Requirement :: Where a picture appears in the data below, exclude it; restate everything else word for word.

==========

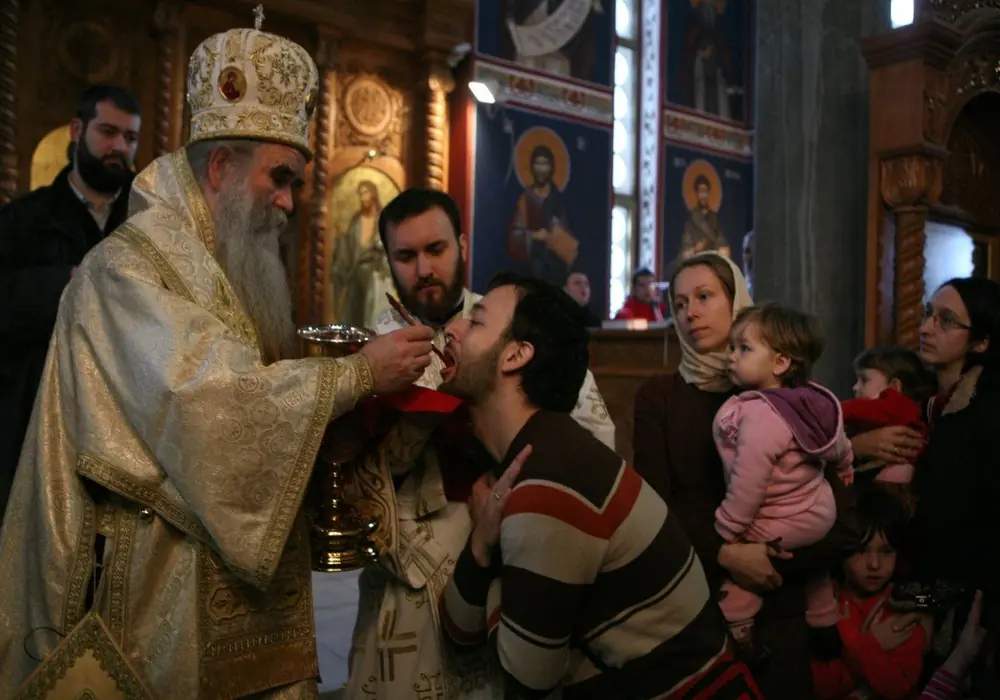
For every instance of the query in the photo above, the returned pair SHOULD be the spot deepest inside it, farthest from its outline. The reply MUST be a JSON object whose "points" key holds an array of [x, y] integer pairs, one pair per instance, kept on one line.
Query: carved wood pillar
{"points": [[910, 92], [314, 247], [8, 99], [169, 76], [439, 84], [910, 184]]}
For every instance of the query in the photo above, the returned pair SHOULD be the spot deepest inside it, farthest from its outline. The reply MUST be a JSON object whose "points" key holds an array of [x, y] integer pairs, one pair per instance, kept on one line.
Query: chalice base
{"points": [[342, 542]]}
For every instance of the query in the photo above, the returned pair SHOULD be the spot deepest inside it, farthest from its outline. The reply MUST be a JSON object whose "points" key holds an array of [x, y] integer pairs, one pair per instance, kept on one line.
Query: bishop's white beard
{"points": [[248, 233]]}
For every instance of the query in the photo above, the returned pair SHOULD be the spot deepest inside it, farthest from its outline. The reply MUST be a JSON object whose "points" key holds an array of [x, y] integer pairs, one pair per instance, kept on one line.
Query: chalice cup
{"points": [[340, 535]]}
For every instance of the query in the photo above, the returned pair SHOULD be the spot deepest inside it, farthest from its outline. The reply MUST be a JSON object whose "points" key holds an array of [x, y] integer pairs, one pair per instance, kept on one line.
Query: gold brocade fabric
{"points": [[398, 650], [159, 425]]}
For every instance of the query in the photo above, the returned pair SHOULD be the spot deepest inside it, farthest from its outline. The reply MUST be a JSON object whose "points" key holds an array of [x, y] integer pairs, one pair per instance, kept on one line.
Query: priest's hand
{"points": [[398, 359]]}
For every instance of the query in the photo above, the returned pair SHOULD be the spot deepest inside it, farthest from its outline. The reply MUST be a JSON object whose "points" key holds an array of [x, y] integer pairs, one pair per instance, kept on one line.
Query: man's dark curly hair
{"points": [[555, 325]]}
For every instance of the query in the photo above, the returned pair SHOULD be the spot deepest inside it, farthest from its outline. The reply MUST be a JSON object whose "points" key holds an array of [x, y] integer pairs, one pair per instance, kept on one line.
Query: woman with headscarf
{"points": [[954, 533], [676, 454]]}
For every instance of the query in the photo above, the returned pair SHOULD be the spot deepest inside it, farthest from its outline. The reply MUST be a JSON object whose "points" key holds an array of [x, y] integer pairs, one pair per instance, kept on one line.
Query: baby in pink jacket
{"points": [[776, 440]]}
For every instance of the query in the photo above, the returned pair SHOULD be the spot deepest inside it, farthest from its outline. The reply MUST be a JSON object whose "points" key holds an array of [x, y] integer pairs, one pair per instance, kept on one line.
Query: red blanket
{"points": [[463, 459]]}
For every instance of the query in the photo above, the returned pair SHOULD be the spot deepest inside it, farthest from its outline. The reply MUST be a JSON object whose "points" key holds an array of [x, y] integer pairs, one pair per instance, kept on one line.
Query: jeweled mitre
{"points": [[248, 84]]}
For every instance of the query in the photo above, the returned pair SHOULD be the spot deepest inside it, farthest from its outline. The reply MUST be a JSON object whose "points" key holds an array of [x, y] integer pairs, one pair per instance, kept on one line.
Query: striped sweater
{"points": [[590, 557]]}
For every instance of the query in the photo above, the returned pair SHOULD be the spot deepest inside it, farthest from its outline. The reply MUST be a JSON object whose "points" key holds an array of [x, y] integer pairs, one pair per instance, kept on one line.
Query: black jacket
{"points": [[43, 236], [954, 534]]}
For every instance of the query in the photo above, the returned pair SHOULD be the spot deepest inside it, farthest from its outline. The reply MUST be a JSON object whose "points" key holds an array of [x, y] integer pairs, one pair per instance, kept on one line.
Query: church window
{"points": [[624, 147], [900, 12]]}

==========

Solved exercise ::
For every instance of the query in the photo above, the returned pair SHOULD be the spot deepest inside it, farthest from its outline. The reply MUST be a JSON object whose "points" key holds an array of [x, y] integer pairs, one pair per instance, kept on one line.
Query: carved wood pillar
{"points": [[910, 92], [314, 247], [8, 99], [169, 76], [439, 84], [910, 184]]}
For every instance of the query in the photo above, the returned pair SHOULD be the spot deepest inside it, farthest from its outline. The reply MUST be a JSON object whose "points" key holds an array of [x, y] integer pairs, one pair per instance, kept on one line.
Query: chalice base
{"points": [[342, 542]]}
For every instance of the query in the photo above, the returned pair SHOULD be the spot deepest inside it, farthest from its outline. The reply MUST be a JSON object whose "points" key holds an array of [x, y] integer pairs, one pair per instance, kept on one line.
Query: bishop's white beard
{"points": [[248, 233]]}
For every instance of the query in the photo above, the returned pair SHOULD be the spot deepest inside it, farthest from its outline. The reply MUST be a JSON object whose "points" key holds an array of [x, y] integer pairs, one pair per instance, kept on one line.
Query: chalice cup
{"points": [[340, 535]]}
For every instance of the query in the photo above, the returned pair SHOULD be the spot deepest inside it, farthest from its outline. The reply MUST be a JSON object whose "points" key holds an array of [x, y] integer pairs, one pair per instance, kept on one line.
Query: gold brocade fabric
{"points": [[398, 650], [159, 425]]}
For every instance of the query in the photo above, the returned pair SHOULD be the spot deepest inside it, farthest from its outline. The reply MUST be a JSON object whose "points" key holds an array of [x, y] integer pairs, one pair per instance, kept on one line.
Query: priest's hand
{"points": [[398, 359]]}
For every instance of the query in the photo above, the returned pair SHOULD be the spot deepest inside it, farthest from its outline. The reply MUST be a JSON object whose "points" key holds an array of [x, y] integer pairs, one pair per instance, kept on one line.
Query: man's dark curly hair
{"points": [[555, 325]]}
For every instance of the query in the photo above, the returned pair SHOULD be the spot deepest inside it, farthest from its outline. The reply MUST be a JSON object whose "points" key holds an array of [x, y] integer pairs, one pair per instance, kept on one line.
Query: woman with headscarf
{"points": [[954, 533], [676, 454]]}
For every instance of the query in the photo above, the returned pair SHOULD be the spot deepest inside it, farthest from its outline. The reply MUST be a JSON object whose "points" key holds an array of [x, y] integer pairs, one pair per instance, kept on one line.
Query: baby in pink jacket
{"points": [[776, 440]]}
For every instance of the query in the photo above, the returned pair SHOULD be the spot deepest inside it, farthest from its outline. The reply MUST be a JSON object whose "points" key holds an array of [x, y] integer pairs, one pair per instance, kept on one line.
Query: red blanket
{"points": [[463, 459]]}
For every instance of the query in the photo above, the returned pair SHOULD be the spot deepest inside it, farthest from its outline. The reply MUST be a JSON object whose "points" key holds an array of [x, y] integer pairs, one pair per instance, kept on one line.
Query: jeweled mitre
{"points": [[248, 84]]}
For every instance of the query in the photo above, the returned pair SHOULD be the spot deepest inside it, farthest from its outline. The reply MUST be a JSON object whose "points" key holds an array of [x, y] integer pairs, one pair per instance, kept on one line.
Query: striped sweater
{"points": [[590, 557]]}
For every instance of the query in the photo above, the returned pair SHOULD be the spot deepest inside it, farthest from its outline. The reply MUST be a JSON object whose "points" key holds an array of [x, y] integer pairs, one pair per instance, kept on one line.
Query: black jacket
{"points": [[43, 236], [954, 534]]}
For every instance of the query in the photo above, the returned pair SHOULD be the spot deepest inside it, farthest from its outline. The reply MUST be a JSON object whose "points" key holds an array of [x, y] integer pairs, one pair per instance, kept on one line.
Query: church window
{"points": [[624, 147], [900, 12]]}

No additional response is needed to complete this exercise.